→ **PROBLEM REQUIREMENTS**:
Copy all the records below, requests included, but leave out the pictures. In the answers, multiply every pixel coordinate by 1.7 and round to a whole number, rounding halves up. Keep the numbers in the requests, sample points included, unchanged.

→ **RECORDS PROVIDED**:

— begin —

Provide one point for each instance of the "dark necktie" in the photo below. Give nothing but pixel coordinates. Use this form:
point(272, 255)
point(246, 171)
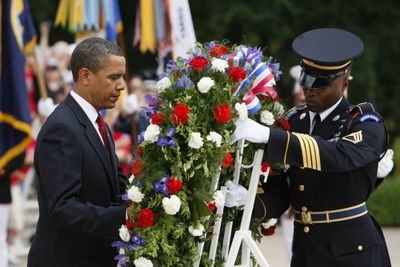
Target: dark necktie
point(316, 123)
point(103, 132)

— end —

→ **WRITTEN RESPONSE**:
Provide one point for each instance of the "dark necktie" in the photo below. Give nothing but pixel coordinates. Use this form:
point(272, 255)
point(246, 171)
Target: dark necktie
point(537, 209)
point(175, 224)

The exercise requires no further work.